■ **Information provided**
========================

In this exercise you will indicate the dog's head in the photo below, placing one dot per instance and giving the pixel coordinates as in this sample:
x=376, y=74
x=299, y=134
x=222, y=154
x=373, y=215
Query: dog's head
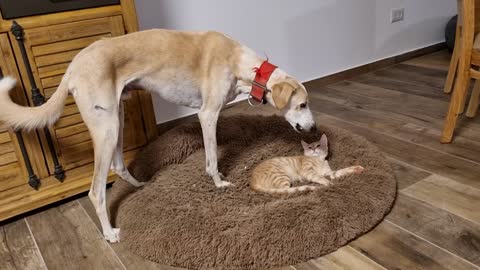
x=291, y=98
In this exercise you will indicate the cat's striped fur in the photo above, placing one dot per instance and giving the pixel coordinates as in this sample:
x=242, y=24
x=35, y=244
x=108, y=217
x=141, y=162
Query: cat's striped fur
x=276, y=175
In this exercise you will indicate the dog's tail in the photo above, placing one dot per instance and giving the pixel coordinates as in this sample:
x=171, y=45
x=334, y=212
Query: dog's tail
x=30, y=117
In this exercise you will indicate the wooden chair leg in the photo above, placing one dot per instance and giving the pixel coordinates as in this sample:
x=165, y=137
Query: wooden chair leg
x=474, y=101
x=463, y=79
x=452, y=70
x=463, y=101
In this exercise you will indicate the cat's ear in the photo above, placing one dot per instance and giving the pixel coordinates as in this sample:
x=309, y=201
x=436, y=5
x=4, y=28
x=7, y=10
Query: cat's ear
x=324, y=143
x=304, y=144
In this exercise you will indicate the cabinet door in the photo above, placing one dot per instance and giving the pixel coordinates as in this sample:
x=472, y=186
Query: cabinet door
x=50, y=49
x=13, y=171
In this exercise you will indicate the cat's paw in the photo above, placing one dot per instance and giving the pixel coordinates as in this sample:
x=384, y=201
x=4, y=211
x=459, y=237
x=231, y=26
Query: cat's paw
x=219, y=183
x=358, y=169
x=223, y=184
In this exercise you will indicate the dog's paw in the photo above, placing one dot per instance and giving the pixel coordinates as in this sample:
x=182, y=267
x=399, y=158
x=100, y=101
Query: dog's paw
x=112, y=236
x=358, y=169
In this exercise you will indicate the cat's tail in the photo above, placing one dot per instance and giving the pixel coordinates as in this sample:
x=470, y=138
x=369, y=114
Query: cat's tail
x=287, y=190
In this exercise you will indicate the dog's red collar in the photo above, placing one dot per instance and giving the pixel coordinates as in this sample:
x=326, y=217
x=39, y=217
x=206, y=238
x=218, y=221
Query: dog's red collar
x=259, y=84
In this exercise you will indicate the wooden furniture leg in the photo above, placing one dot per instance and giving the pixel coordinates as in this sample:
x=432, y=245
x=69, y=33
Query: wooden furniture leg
x=452, y=70
x=474, y=101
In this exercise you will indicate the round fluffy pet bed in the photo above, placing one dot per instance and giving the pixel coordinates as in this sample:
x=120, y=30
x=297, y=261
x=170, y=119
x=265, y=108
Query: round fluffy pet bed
x=181, y=219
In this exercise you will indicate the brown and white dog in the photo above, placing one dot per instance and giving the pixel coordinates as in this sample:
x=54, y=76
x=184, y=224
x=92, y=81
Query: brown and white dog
x=202, y=70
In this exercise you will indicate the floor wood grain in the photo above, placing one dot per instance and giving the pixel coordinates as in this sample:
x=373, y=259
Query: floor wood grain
x=18, y=250
x=434, y=224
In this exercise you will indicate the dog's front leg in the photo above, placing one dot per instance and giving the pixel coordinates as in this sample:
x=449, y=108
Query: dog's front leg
x=208, y=121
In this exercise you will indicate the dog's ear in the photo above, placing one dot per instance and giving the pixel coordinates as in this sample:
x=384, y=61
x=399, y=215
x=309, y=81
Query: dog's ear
x=281, y=94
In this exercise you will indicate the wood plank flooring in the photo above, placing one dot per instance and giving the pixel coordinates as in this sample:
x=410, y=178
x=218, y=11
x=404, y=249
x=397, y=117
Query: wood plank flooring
x=435, y=222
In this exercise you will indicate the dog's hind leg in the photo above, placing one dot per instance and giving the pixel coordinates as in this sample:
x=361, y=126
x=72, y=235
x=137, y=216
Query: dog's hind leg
x=101, y=117
x=208, y=121
x=118, y=164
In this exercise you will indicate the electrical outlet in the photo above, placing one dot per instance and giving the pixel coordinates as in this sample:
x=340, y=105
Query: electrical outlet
x=398, y=14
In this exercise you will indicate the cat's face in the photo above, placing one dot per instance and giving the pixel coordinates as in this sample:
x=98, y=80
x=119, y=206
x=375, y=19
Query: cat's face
x=316, y=149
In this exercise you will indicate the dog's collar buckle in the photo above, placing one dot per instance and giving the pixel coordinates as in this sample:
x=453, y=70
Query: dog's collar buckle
x=259, y=84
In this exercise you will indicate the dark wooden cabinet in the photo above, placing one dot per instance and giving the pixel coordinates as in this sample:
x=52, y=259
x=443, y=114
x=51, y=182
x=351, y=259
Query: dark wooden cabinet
x=50, y=42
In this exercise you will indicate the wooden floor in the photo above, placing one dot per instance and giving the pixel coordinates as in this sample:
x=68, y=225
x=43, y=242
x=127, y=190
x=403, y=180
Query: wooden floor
x=435, y=223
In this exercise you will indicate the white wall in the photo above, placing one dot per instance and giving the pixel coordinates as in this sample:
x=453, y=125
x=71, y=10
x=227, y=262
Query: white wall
x=307, y=38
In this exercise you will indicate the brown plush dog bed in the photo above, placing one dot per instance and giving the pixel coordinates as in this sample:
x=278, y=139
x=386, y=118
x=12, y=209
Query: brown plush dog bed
x=181, y=219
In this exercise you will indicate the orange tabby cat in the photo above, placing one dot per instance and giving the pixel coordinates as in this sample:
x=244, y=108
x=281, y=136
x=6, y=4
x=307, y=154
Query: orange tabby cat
x=276, y=175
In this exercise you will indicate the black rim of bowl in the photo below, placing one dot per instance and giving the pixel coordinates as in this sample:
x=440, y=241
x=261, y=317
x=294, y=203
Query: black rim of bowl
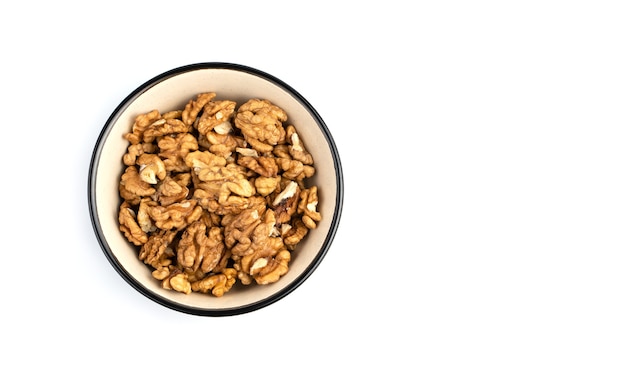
x=169, y=303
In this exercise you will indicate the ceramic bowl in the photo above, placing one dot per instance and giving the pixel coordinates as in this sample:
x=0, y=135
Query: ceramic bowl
x=169, y=91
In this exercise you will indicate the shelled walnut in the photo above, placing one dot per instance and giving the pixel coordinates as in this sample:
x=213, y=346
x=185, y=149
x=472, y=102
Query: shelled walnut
x=214, y=194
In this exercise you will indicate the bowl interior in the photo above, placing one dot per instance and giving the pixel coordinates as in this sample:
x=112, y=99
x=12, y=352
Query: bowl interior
x=171, y=92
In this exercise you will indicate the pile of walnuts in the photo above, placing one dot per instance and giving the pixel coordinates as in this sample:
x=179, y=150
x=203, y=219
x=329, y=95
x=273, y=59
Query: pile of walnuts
x=214, y=194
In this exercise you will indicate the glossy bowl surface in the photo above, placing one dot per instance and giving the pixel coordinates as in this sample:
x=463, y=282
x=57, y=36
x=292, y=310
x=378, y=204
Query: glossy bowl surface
x=169, y=91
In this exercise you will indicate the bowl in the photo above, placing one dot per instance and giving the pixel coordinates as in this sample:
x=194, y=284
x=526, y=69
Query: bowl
x=171, y=91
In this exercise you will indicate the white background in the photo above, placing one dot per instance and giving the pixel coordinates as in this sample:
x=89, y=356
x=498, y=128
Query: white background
x=484, y=225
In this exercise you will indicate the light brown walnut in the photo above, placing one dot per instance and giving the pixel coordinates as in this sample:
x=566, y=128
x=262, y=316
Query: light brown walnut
x=261, y=124
x=307, y=207
x=194, y=106
x=216, y=115
x=213, y=195
x=129, y=225
x=174, y=148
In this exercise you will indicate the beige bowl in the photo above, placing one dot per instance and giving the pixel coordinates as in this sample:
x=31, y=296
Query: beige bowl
x=169, y=91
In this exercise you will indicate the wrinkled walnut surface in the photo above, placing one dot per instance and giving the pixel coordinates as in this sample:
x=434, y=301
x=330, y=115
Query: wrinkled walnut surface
x=215, y=194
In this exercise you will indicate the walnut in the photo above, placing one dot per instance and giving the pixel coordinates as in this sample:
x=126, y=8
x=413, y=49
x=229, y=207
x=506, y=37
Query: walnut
x=193, y=107
x=239, y=227
x=175, y=216
x=156, y=251
x=173, y=150
x=218, y=284
x=151, y=167
x=216, y=115
x=172, y=189
x=218, y=178
x=221, y=144
x=294, y=234
x=266, y=258
x=141, y=124
x=308, y=207
x=164, y=127
x=296, y=149
x=294, y=169
x=213, y=196
x=261, y=124
x=272, y=269
x=266, y=185
x=264, y=166
x=180, y=283
x=132, y=188
x=143, y=216
x=197, y=250
x=136, y=150
x=285, y=204
x=129, y=225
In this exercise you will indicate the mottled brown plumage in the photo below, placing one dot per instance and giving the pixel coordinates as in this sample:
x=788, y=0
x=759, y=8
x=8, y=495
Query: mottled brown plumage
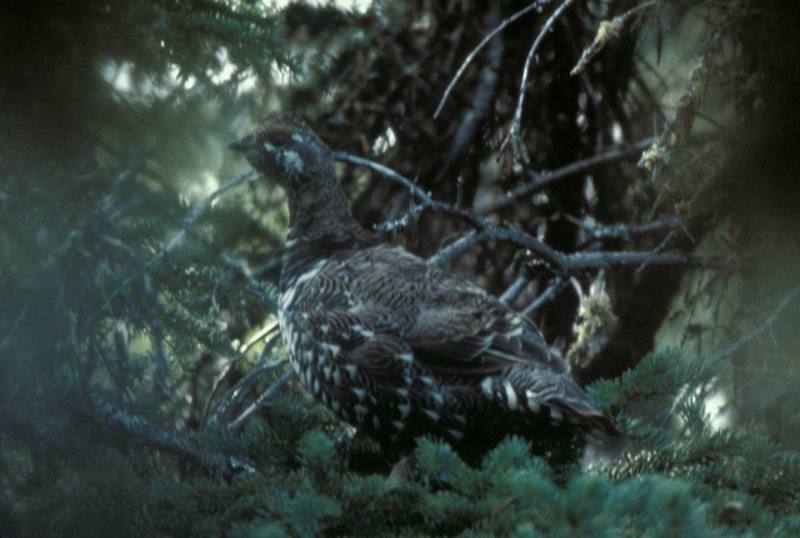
x=394, y=346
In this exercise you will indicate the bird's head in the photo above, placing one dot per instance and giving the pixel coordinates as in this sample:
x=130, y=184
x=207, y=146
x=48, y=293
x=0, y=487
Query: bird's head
x=287, y=150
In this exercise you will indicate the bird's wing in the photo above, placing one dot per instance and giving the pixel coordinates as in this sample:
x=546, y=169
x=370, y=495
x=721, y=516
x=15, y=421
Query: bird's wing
x=405, y=324
x=453, y=326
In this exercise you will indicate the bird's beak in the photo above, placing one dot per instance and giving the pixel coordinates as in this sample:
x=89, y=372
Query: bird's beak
x=243, y=144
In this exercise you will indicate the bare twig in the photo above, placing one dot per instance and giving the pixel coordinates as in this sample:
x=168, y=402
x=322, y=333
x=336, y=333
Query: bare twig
x=565, y=263
x=481, y=101
x=265, y=396
x=515, y=125
x=540, y=181
x=544, y=297
x=607, y=31
x=268, y=344
x=486, y=232
x=515, y=288
x=141, y=430
x=626, y=231
x=766, y=326
x=476, y=50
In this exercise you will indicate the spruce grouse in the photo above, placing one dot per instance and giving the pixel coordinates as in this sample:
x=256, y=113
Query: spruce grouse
x=394, y=346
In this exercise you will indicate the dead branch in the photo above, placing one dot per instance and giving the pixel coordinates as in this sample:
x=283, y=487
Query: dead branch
x=476, y=50
x=516, y=145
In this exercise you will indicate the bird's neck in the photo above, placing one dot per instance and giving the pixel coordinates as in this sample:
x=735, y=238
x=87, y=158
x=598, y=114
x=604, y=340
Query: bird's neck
x=319, y=228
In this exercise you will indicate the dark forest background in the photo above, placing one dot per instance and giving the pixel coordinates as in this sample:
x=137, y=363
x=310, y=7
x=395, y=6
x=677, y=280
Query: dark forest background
x=623, y=172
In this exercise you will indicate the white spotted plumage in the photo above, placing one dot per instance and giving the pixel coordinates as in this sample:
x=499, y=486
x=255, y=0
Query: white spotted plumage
x=393, y=345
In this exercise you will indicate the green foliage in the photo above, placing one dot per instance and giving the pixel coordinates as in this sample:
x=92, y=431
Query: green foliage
x=129, y=328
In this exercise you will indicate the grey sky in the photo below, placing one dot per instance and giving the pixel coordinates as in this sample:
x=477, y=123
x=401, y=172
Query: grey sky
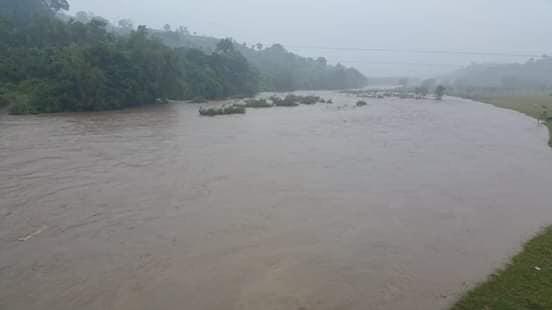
x=400, y=26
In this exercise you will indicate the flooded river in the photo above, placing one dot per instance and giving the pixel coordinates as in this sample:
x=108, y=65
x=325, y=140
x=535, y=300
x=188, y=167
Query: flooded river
x=400, y=204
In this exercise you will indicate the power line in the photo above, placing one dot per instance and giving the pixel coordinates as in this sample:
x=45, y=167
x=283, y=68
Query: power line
x=420, y=51
x=404, y=63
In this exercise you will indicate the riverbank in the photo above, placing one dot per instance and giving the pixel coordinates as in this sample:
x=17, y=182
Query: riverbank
x=529, y=105
x=525, y=283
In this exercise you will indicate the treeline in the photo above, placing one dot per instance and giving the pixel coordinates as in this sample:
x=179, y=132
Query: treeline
x=531, y=77
x=51, y=62
x=48, y=65
x=280, y=70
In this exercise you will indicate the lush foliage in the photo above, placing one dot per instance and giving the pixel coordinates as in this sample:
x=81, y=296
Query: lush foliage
x=49, y=65
x=280, y=69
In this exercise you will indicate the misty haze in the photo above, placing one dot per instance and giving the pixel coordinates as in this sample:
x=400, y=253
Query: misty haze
x=275, y=155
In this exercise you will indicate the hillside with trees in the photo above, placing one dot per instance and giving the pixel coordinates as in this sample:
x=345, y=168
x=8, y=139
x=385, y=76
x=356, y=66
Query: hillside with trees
x=82, y=63
x=280, y=70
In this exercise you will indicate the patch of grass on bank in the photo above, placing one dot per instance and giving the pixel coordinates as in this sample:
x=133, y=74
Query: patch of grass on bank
x=530, y=105
x=525, y=284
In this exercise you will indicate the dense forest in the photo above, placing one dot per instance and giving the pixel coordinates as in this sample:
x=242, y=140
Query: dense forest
x=280, y=70
x=52, y=64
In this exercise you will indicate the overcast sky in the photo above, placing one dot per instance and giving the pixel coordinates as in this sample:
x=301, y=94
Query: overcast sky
x=403, y=28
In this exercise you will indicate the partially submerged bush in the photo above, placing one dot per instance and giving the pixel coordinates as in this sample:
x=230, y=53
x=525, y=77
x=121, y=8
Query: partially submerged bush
x=288, y=101
x=223, y=110
x=257, y=103
x=198, y=100
x=3, y=102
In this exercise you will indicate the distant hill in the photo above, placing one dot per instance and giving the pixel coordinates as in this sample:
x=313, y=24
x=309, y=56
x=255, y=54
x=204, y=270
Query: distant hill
x=532, y=76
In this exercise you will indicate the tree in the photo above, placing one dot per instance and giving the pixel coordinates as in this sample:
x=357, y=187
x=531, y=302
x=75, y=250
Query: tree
x=126, y=24
x=440, y=92
x=225, y=46
x=57, y=5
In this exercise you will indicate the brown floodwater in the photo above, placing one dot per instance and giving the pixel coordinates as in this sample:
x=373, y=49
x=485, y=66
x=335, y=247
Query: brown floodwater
x=400, y=204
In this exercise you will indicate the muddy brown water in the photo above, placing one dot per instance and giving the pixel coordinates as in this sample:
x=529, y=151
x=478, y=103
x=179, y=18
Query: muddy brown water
x=396, y=205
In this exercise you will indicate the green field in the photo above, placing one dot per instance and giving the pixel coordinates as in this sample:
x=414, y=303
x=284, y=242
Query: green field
x=526, y=283
x=530, y=105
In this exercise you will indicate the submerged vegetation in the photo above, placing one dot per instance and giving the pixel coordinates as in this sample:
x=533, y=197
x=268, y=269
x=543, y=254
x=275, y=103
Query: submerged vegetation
x=222, y=110
x=257, y=103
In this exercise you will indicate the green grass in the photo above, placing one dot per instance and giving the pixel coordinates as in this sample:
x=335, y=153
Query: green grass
x=525, y=283
x=530, y=105
x=519, y=286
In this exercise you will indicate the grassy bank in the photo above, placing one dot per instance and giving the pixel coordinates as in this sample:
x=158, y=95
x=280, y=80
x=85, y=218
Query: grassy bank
x=525, y=283
x=530, y=105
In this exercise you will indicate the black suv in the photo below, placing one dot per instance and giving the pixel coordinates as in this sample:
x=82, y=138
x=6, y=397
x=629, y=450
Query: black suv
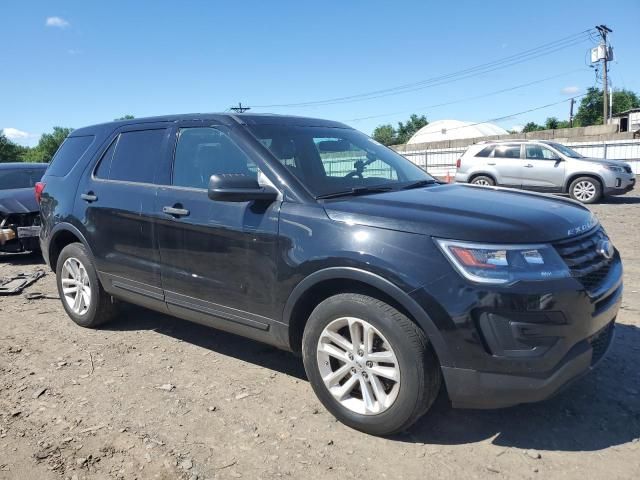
x=310, y=236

========================

■ **Instructions for the task**
Please put the lines above, from the line with "In this exercise you will indicate the white spotted" to the line with "x=404, y=63", both ends included, into a numbered list with no blank lines. Leave the pictures out.

■ **Result**
1. In this exercise you will indicate the white spotted plumage in the photo above, placing one dot per instance and giving the pixel coordinates as in this sample:
2. x=499, y=486
3. x=255, y=0
4. Query: white spotted plumage
5. x=393, y=345
6. In this exercise you will indicate the green foliage in the photo above, placing one dot per instance and giving the pixel coordinates as in this sample:
7. x=92, y=431
8. Query: green foliage
9. x=129, y=328
10. In this exercise you will indicate the grey sky in the photo below, placing one dot per instance and giving the pixel coordinates as in this sample:
11. x=477, y=123
12. x=401, y=172
13. Query: grey sky
14. x=400, y=26
15. In this exercise you will indicate the flooded river in the photo above, placing one dot per instance and giving the pixel coordinates as in this sample:
16. x=108, y=65
17. x=325, y=140
18. x=535, y=300
19. x=188, y=167
20. Query: flooded river
21. x=400, y=204
22. In this exercise you will indicate the power line in the photo above, placing one dot per instance and giving the pixel coordinates as in this sample:
23. x=45, y=167
24. x=283, y=68
25. Query: power line
26. x=420, y=51
27. x=404, y=63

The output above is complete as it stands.